## Your task
Copy out every line of the material that contains the string "bird", matching case exactly.

## Data rows
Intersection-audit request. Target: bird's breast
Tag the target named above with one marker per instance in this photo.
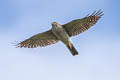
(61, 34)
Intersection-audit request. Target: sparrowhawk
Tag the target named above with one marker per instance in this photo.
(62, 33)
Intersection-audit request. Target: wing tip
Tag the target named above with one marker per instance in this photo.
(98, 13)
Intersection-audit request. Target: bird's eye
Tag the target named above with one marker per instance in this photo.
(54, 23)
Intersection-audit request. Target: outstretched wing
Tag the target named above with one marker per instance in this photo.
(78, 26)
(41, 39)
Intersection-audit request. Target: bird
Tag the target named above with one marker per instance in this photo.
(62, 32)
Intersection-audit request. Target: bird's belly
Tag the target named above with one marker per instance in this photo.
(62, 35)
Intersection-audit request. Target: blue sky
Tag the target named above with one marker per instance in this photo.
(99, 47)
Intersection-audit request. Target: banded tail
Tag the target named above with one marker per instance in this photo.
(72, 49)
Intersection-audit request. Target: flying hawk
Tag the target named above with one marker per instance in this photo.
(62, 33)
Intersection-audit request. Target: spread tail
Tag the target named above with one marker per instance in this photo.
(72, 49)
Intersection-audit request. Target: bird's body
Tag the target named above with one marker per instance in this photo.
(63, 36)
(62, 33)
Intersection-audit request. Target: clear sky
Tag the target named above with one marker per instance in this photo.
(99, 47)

--

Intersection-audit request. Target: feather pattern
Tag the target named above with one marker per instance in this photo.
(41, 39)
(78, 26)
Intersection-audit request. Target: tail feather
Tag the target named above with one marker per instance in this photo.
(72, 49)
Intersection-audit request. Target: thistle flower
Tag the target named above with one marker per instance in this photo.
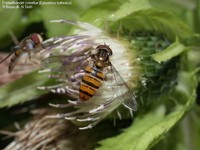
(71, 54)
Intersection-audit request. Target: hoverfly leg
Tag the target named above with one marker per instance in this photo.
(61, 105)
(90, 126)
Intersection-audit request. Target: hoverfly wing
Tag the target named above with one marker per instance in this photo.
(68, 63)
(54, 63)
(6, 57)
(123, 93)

## Final answer
Intersection-audit request. Target: bird's breast
Intersection-audit request. Target: bird's eye
Intersection-audit request. Target: bird
Intersection-audit request. Target: bird's belly
Intersection-audit request. Target: bird's body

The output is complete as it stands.